TASK DIRECTIONS:
Write out every item below again word for word, keeping their order.

ENTRIES SHOWN:
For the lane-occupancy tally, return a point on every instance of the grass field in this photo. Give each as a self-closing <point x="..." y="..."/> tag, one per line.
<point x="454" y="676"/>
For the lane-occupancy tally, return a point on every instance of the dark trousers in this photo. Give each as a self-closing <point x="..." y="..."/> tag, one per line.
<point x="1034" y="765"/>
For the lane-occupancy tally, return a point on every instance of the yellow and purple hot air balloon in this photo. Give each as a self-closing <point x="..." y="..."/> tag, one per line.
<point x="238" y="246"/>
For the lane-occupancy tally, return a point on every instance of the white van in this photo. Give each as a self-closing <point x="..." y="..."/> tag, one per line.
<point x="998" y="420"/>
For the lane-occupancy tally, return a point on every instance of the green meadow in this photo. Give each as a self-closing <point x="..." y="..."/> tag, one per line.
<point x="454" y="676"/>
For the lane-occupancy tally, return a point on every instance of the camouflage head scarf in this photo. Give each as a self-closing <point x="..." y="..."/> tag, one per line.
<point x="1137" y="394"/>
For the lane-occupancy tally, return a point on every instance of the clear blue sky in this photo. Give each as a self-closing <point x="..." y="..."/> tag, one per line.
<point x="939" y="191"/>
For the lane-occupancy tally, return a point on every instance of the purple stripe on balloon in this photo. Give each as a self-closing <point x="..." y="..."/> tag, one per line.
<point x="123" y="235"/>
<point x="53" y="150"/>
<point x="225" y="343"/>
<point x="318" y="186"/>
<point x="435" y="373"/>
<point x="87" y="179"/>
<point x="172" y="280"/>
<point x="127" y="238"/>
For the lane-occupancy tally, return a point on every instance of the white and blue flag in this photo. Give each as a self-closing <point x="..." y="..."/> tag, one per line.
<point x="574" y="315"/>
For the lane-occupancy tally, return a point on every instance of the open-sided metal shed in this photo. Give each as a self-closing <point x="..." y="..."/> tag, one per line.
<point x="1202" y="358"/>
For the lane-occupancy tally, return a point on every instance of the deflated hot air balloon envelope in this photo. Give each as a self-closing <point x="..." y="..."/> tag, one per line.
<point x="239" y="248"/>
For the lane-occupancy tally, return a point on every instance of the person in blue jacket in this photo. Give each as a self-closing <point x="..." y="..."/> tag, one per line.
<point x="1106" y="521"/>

OUTPUT OF THE TASK:
For the lane-occupancy tally, return a point on every instance of the grass field in this photo. Give each as a self-closing <point x="..." y="..."/> tag, one per line.
<point x="454" y="676"/>
For the lane-occupancy tally, return a point on every instance of the dark trousers in this photo. Give each as a self-closing <point x="..." y="..."/> tag, one per line.
<point x="1034" y="765"/>
For the lane-occupancy tally, return a point on every instance of the yellow and purple hot air balloon in this photo. Give each as a self-closing <point x="..." y="..."/> tag, one per line.
<point x="238" y="246"/>
For the lane-occupancy tally, return a point on every instance of the white van in this photo. Give each as a self-closing <point x="..." y="..."/> tag, one per line.
<point x="998" y="420"/>
For the lane-occupancy tally, return a point on every instance of the green meadow in this photo. Give each as a self-closing <point x="..." y="..."/> tag, one per line.
<point x="454" y="676"/>
For the lane-occupancy tally, return a point on every instance of the camouflage head scarf in this photo. Give each as a self-closing <point x="..." y="..."/> tag, one per line.
<point x="1137" y="394"/>
For the lane-occupancy tally, return a point on every instance of the clear blue sky in this photo. Give each as a self-closing <point x="..." y="..."/> tag, one per line.
<point x="939" y="191"/>
For the lane-occupancy tally, return a point on every instance of the purple stripe on balloon in this photo. Give each as a self-closing <point x="..." y="..."/> tag, one per line.
<point x="123" y="235"/>
<point x="53" y="150"/>
<point x="225" y="343"/>
<point x="318" y="186"/>
<point x="435" y="373"/>
<point x="87" y="179"/>
<point x="172" y="280"/>
<point x="127" y="238"/>
For the lane-occupancy tally, return a point on every instance of the white and blue flag in this photo. Give each as a self-closing <point x="..." y="..."/> tag, one per line.
<point x="574" y="315"/>
For the lane-occupancy tally, return a point on every instance of the open-sided metal shed in this photo. Give each as a self-closing <point x="..." y="..."/> tag, one per line.
<point x="1202" y="358"/>
For the lane-occupancy tally, return a point on every instance of the deflated hot air balloon envelope in this photo. Give each as a self-closing <point x="..." y="..."/> tag, one per line.
<point x="239" y="248"/>
For the lane-occupancy tally, return a point on every instance of the person in blue jacket in this photo. Give each as a self-closing <point x="..." y="..."/> tag, one per line.
<point x="1106" y="521"/>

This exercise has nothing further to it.